* [COMPLETE THE FOLLOWING]
1 – From the Ethics Bowl rules, pull out the passage that begins with the words containing "7. No dress" and ends with "panel of judges.", copying it word for word.
2 – According to the Ethics Bowl rules, what is the maximum number of students on a team?

* [EXTRACT]
|---|

Rules and General Information
Modeled after the Intercollegiate Ethics Bowl and the National High School Ethics Bowl (Regional and National Competitions), the NJ Middle School Ethics Bowl involves teams of students from grades 5 through 8 analyzing a series of wide-ranging ethical dilemmas.
The Ethics Bowl is about giving an insightful perspective on each case, one that a layperson should be able to follow. The competition values students’ reasoning abilities, so the emphasis is more on the broader ethical implications of the cases and less on a rule-oriented approach. It’s not about memorizing ethical theories or important philosophers, and teams should not focus on citing philosophers or moral theories. Ethics Bowl is designed to promote thoughtful, civil dialogue about difficult questions.
Teams should score highly when they demonstrate good ethical reasoning, clarity about and consistency in their views, and a willingness to engage thoughtfully with points made by the other team.
(adapted from the rules for the NJ High School Ethics Bowl, December 2018)
1. For the sake of fairness, judges should be strict in enforcing the time limits during the debates, although the teams should also be allowed to finish their sentences and thoughts. One minute notice is given before time is up.
2. Teams are not allowed to use notes prepared in advance. They are only allowed to take notes during the debate and presentations. Electronic devices are only allowed for keeping track of time.
3. Teams are allowed to present in any way that they want. Whether teams have only one speaker or let all members speak should not influence the judges’ evaluation.
4. Judges evaluate teams based on their performance during the match. Teams do NOT have to defend a specific position, and they also do NOT have to oppose each other. The goal of the competition is to articulate the best analysis of the problem and present the best possible solution. Breadth and depth of the analysis are the main criteria.
5. To emphasize the collaborative aspect of the debates, students are allowed to stay seated during the debates if they prefer. However, teams should agree in advance whether both stand or sit
6. When one team speaks, the other team and audience members must remain silent, although writing and passing notes is permitted. The judges should address any unacceptable behavior including, but not limited to:
Coaches, parents, or audience members communicating with (verbally or non-verbally), or demonstrably reacting to, team members during a match.
Judges showing hostility or asking inappropriate questions to team members. Inappropriate questions include, but are not limited to, any that highlight a participant’s race, religion, gender, gender identity, ethnicity, disability, national origin, sexual orientation, appearance, etc. Judges should direct their constructive questions to teams based on the discussion, not to individuals.
Anyone in the room who intentionally makes distracting noises while one of the teams, judges, or moderator has the floor.
Foul, insulting, or excessively graphic language or confrontational behavior by anyone in the room.
7. No dress code is in effect.
The NJ MS Ethics Bowl is composed of three rounds: two open rounds, and a final round between the two teams who earn the most cumulative wins from the panel of judges.
Each round includes two teams (five students per team, with up to two alternates: each team has a maximum of 7 students), three judges and a moderator (as well as any family, friends and other audience members).

|---|

* [DATASET ROWS]
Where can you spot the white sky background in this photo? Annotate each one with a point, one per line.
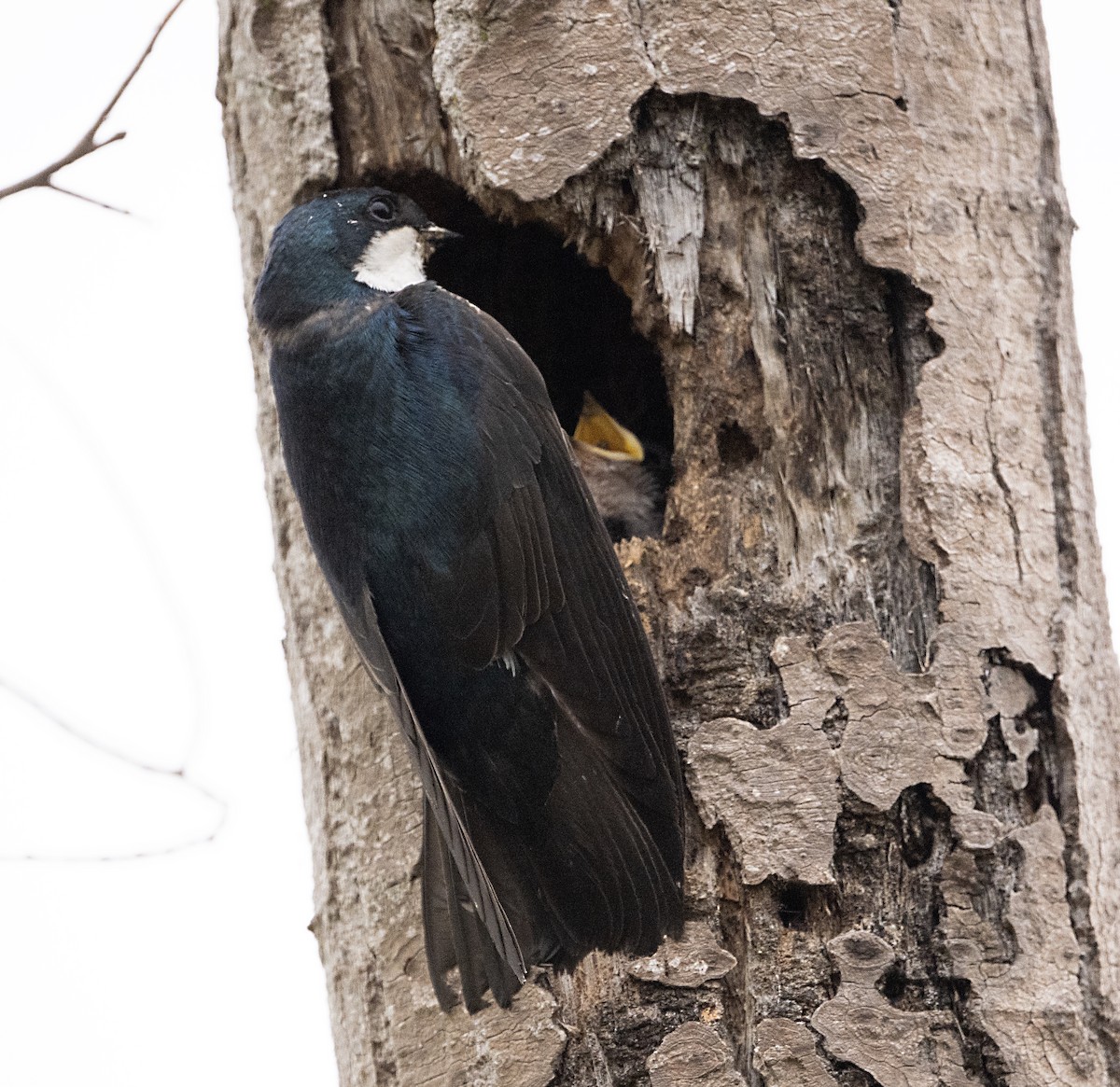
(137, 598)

|---|

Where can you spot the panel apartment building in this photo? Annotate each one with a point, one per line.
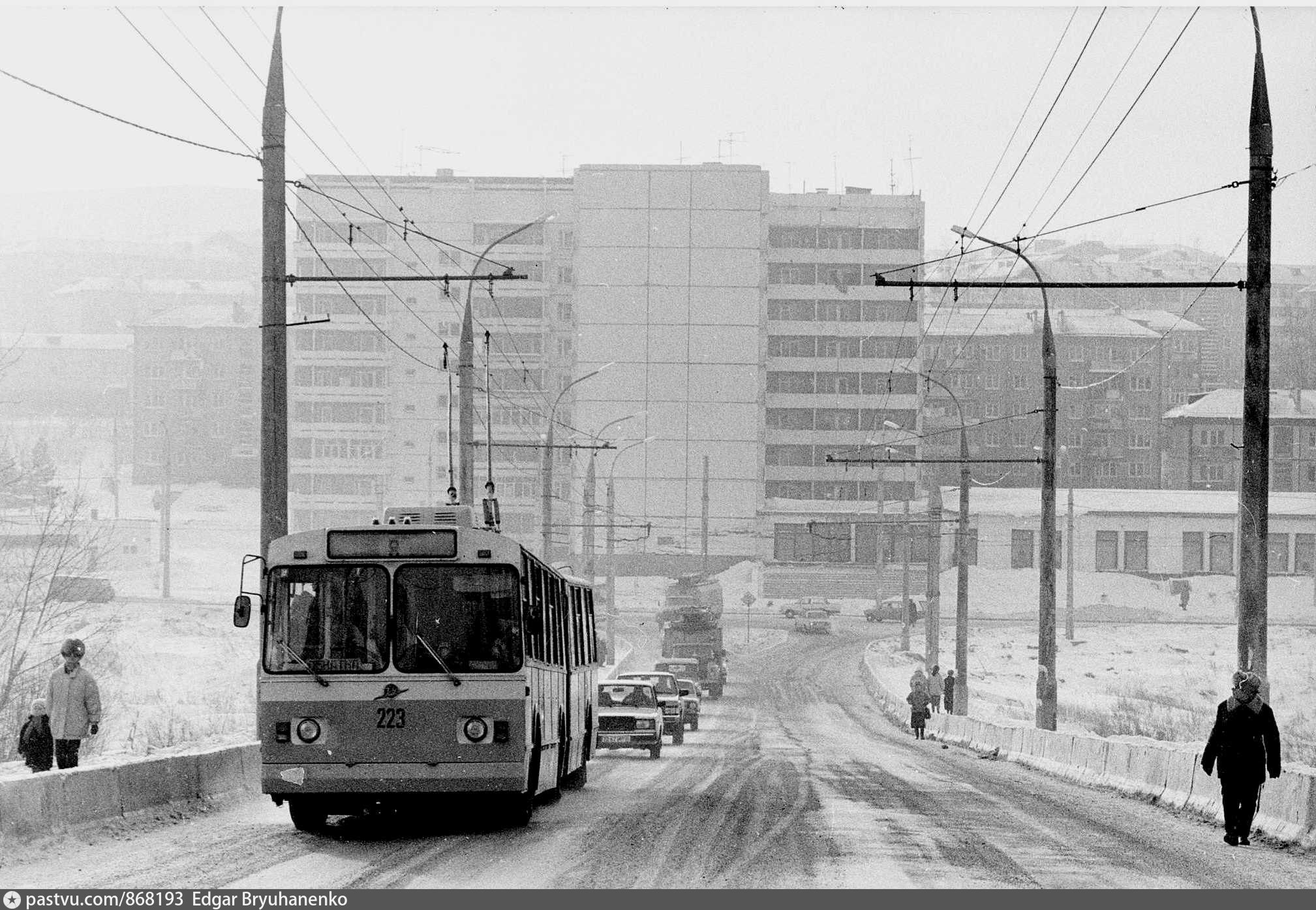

|---|

* [FINAL RESULTS]
1 –
7. No dress code is in effect.
The NJ MS Ethics Bowl is composed of three rounds: two open rounds, and a final round between the two teams who earn the most cumulative wins from the panel of judges.

2 – Seven: five students plus up to two alternates.